**** SOURCE DATA ****

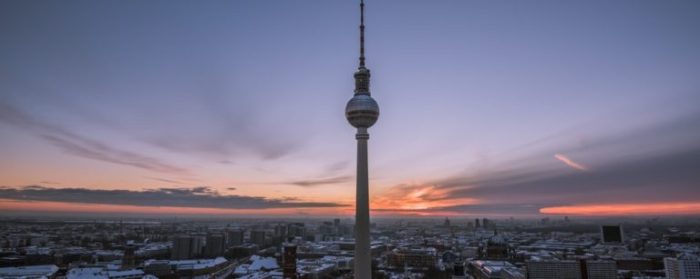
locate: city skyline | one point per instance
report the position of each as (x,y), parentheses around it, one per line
(233,108)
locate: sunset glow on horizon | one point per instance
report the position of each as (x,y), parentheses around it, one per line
(235,108)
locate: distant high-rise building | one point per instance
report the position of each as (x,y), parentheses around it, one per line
(235,237)
(258,237)
(128,260)
(182,248)
(683,267)
(611,234)
(290,261)
(486,223)
(571,269)
(497,247)
(214,246)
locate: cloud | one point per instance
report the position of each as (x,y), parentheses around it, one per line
(198,197)
(656,164)
(167,180)
(80,146)
(320,181)
(569,162)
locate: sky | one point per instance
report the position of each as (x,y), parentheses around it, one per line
(236,108)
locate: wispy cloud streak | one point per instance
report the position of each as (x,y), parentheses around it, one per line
(198,197)
(567,161)
(84,147)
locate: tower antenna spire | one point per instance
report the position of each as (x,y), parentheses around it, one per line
(362,33)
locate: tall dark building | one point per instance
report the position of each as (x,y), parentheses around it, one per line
(611,234)
(258,237)
(289,260)
(235,238)
(214,246)
(182,248)
(129,260)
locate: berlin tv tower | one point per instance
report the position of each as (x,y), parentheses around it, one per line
(362,112)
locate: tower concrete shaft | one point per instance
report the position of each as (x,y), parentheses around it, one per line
(363,257)
(362,111)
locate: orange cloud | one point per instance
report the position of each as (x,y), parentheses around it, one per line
(415,199)
(64,207)
(569,162)
(690,208)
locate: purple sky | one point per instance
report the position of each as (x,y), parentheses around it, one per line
(477,100)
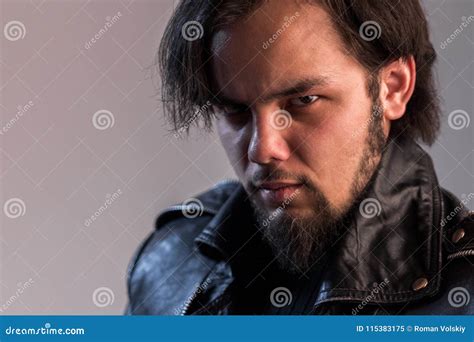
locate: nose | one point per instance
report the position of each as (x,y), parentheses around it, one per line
(270,129)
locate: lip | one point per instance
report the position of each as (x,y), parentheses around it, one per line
(276,185)
(275,193)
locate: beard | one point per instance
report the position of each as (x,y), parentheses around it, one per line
(299,243)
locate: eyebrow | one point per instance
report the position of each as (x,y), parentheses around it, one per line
(299,86)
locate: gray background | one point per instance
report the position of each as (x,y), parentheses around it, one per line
(63,169)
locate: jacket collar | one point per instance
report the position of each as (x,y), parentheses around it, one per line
(392,250)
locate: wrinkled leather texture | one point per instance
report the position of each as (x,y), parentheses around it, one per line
(185,265)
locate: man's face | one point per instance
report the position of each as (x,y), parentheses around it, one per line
(296,121)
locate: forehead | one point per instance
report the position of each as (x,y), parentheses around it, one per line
(278,42)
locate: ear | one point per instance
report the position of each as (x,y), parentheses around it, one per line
(397,82)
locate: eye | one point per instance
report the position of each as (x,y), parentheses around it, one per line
(228,110)
(304,100)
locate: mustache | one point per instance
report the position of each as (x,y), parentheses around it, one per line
(274,175)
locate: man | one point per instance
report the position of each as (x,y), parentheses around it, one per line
(337,210)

****

• YOUR INSTRUCTIONS: Write down every line of the data above that includes the string "tower".

• THE ANSWER:
locate: tower antenna spire | one point per instance
locate: berlin tv tower | one point per instance
locate: tower concrete shaft | one point per instance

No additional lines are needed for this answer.